▸ Work instruction
Reproduce each entry exactly as it reads. Leave the images out.

*** Opening Input data ***

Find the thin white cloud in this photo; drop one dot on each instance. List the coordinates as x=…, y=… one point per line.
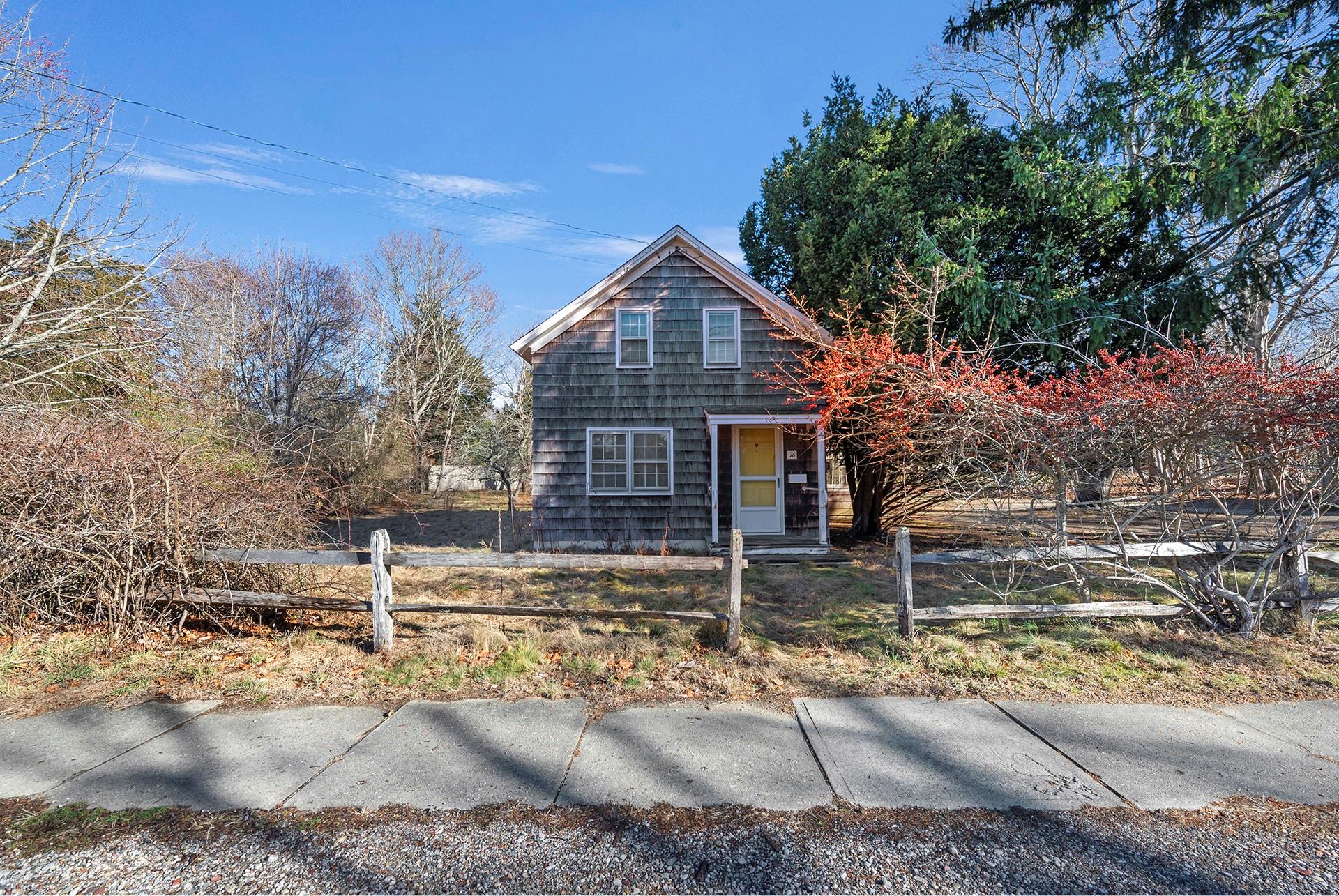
x=151, y=169
x=726, y=241
x=471, y=188
x=243, y=153
x=615, y=248
x=614, y=168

*** Closing Input data ***

▸ Task response
Find the thin white cloud in this photo; drop one dot on each instance. List the coordinates as x=…, y=… one point per line.
x=151, y=169
x=726, y=241
x=471, y=188
x=243, y=153
x=615, y=248
x=614, y=168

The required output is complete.